Exercise text Start Marker

Infowars is available for purchase. (Alex Jones is sold separately.)
Yesterday, at the behest of a Houston bankruptcy judge, it was determined that the assets of Infowars kingpin Alex Jones will be sold at auction. The proceeds will go to the families of Sandy Hook shooting victims. So far, Jones owes a grand tally of $1.4 billion — with more damages still to be tabulated.
Presumably, Jones’s assets will include the Infowars website, broadcasting equipment, social media accounts, trademarks and copyrights, and its entire catalog of content. That’s ample fodder to launch an alternative media platform ASAP — virtually overnight.
All the infrastructure is right there to hit the ground running.
The “Infowars” brand definitely has financial value: It’s drawn a ton of eyeballs, enjoys vast name recognition, and has successfully sold lots of products. But quantifying its value is tricky: Do you focus on retaining core Infowars fans? Can you steer the site towards a more mainstream direction? Or is the lingering toxicity of Alex Jones a deal-breaker that will always kneecap its long-term growth potential?
It’s kind of an unfair question, because — good or bad — the Infowars brand is the Alex Jones brand. The two are synonymous; they’re inexorably intertwined. So if you value the former, you probably value the latter.
Will someone buy Infowars, hire Alex Jones as its on-air talent, and then try to rebuild the platform? It’s possible. Jones has some deep-pocketed fans and supporters. If you can afford it, why not buy Infowars? It would be a cool passion project.
I suspect, however, that the number of Alex Jones critics greatly dwarfs the number of fans. And the ultimate fate of Infowars will be eerily similar to the fate of the Drudge Report.
At one point, Drudge was the biggest alternative platform in the world. He scooped the mainstream media on the most monumental story of the entire 1990s: the Bill Clinton/Monica Lewinski sex scandal. And for the decades that followed, all Drudge had to do was post a link to an article, and traffic would shoot through the stratosphere.

Exercise text End Marker
Data extract Start Marker

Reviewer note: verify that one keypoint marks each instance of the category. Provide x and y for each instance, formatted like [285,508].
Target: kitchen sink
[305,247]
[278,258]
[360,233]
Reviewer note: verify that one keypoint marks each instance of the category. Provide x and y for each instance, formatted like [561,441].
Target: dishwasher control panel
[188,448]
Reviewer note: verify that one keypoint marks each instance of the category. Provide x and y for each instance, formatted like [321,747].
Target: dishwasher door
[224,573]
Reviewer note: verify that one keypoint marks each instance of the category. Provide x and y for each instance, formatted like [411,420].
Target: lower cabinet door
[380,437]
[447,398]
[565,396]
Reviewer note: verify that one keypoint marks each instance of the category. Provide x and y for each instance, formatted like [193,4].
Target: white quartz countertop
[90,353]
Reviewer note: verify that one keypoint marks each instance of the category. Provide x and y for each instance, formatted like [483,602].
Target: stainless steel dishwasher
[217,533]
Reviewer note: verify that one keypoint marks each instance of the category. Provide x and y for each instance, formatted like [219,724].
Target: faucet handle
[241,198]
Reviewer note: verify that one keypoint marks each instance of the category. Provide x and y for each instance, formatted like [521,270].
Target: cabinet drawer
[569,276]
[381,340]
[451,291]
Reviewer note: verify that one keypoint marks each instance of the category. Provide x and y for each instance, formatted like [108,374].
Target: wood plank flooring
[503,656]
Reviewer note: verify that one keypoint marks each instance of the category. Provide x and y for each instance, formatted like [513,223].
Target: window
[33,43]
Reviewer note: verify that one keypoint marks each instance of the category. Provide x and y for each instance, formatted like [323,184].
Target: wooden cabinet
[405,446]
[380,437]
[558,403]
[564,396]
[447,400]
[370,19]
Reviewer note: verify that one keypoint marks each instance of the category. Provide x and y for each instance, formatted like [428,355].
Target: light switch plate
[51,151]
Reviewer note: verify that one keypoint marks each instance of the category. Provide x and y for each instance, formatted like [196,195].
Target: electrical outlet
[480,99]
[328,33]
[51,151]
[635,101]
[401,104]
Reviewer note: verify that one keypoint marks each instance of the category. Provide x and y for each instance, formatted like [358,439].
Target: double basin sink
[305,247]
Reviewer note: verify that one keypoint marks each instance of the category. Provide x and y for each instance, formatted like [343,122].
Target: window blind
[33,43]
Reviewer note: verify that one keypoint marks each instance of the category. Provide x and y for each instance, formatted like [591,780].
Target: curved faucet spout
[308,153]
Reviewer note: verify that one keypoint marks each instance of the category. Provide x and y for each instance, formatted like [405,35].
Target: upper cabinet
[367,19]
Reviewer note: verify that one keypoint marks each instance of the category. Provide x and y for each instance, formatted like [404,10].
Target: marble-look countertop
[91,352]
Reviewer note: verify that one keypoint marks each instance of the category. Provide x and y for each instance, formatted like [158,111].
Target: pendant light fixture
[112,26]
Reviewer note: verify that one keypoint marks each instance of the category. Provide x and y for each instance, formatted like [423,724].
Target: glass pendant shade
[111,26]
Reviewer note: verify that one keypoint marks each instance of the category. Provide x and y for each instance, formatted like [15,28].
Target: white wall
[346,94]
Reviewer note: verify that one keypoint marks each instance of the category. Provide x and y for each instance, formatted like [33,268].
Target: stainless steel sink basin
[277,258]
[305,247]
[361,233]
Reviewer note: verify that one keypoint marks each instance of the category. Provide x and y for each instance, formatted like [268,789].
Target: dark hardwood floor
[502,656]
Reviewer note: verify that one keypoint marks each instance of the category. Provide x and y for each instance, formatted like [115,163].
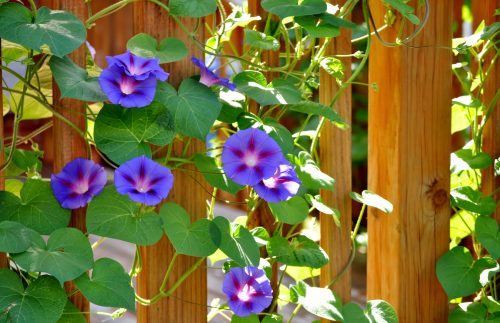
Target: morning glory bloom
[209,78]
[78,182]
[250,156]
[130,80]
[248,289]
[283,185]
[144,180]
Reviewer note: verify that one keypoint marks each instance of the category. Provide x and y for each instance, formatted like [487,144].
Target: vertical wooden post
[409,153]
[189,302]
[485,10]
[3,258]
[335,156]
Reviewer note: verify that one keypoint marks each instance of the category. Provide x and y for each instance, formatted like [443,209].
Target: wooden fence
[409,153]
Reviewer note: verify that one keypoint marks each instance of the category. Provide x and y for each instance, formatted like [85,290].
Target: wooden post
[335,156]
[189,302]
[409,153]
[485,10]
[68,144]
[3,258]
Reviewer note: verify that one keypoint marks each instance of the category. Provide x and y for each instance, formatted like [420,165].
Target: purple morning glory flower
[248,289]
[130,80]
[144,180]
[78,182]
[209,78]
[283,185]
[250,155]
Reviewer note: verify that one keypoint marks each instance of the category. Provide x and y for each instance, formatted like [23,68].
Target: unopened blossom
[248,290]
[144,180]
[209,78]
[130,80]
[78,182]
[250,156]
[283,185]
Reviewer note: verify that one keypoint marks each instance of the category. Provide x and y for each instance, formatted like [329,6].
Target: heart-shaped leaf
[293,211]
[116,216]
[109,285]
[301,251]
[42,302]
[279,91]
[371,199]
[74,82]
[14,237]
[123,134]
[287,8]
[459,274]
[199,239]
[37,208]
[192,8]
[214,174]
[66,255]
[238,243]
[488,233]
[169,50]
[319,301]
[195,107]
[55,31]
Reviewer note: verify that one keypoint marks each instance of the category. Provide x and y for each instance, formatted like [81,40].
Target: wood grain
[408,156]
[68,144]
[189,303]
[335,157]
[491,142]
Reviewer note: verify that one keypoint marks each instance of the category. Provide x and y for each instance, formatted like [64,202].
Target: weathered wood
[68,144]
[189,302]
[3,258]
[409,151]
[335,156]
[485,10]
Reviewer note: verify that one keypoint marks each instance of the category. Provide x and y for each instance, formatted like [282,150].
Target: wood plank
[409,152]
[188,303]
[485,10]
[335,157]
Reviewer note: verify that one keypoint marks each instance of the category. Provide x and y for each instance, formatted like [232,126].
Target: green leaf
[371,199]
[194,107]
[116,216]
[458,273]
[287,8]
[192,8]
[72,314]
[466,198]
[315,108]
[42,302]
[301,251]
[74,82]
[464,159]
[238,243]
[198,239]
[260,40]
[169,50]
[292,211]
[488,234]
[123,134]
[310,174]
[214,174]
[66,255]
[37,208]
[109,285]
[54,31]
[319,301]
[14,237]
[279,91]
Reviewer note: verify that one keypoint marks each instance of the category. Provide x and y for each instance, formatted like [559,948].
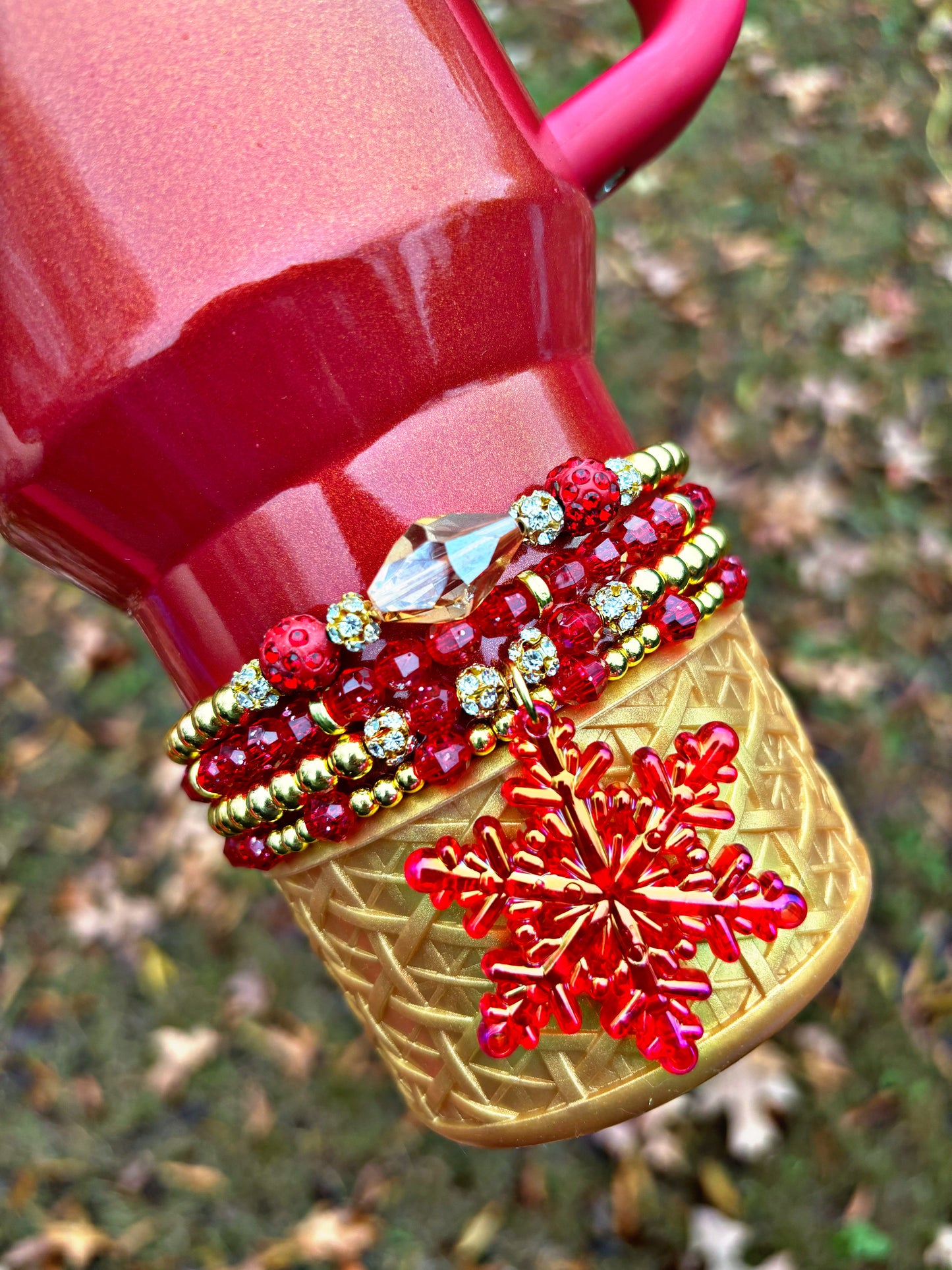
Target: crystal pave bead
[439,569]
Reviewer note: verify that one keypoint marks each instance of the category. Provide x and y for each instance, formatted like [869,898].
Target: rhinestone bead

Data extract End Marker

[Apply what you read]
1. According to the article on the Infowars auction, who will receive the proceeds from the sale of Alex Jones's assets?
2. Proceed with the article on the Infowars auction, beginning after its final sentence about traffic from Drudge's links.

[Responses per task]
1. The families of Sandy Hook shooting victims.

2.
He was the preeminent kingmaker in independent journalism. Whenever Rush Limbaugh turned on his “ditto-cam,” you’d almost always see his monitor tuned to Drudge.
Today, of course, the Drudge Report is like Southern California: A place we used to visit and enjoy, but it’s gotten so bad that nobody goes there anymore. The Drudge Report has become a zombie-aggregator — an undead, lumbering presence in digital media, coasting on its past laurels, hemorrhaging readers, influence, and credibility.
The Drudge Report is a private company, and private companies keep their financial data private. Fine. But obviously, the site has undergone a profound editorial change: It’s now the most rabidly anti-Trump, anti-MAGA, anti-Republican site anywhere in media! And it’s not like whoever runs it is being subtle about it, either: It’s as in-your-face as you can get. Drudge has become Kamala’s top cheerleader!
Question: Why would an investor purchase a brand like the Drudge Report — a site with an established, successful business model — and then toss that model out the window?
Answer: Because they weren’t primarily motivated by profits. Instead, they bought the site to silence and control their opposition.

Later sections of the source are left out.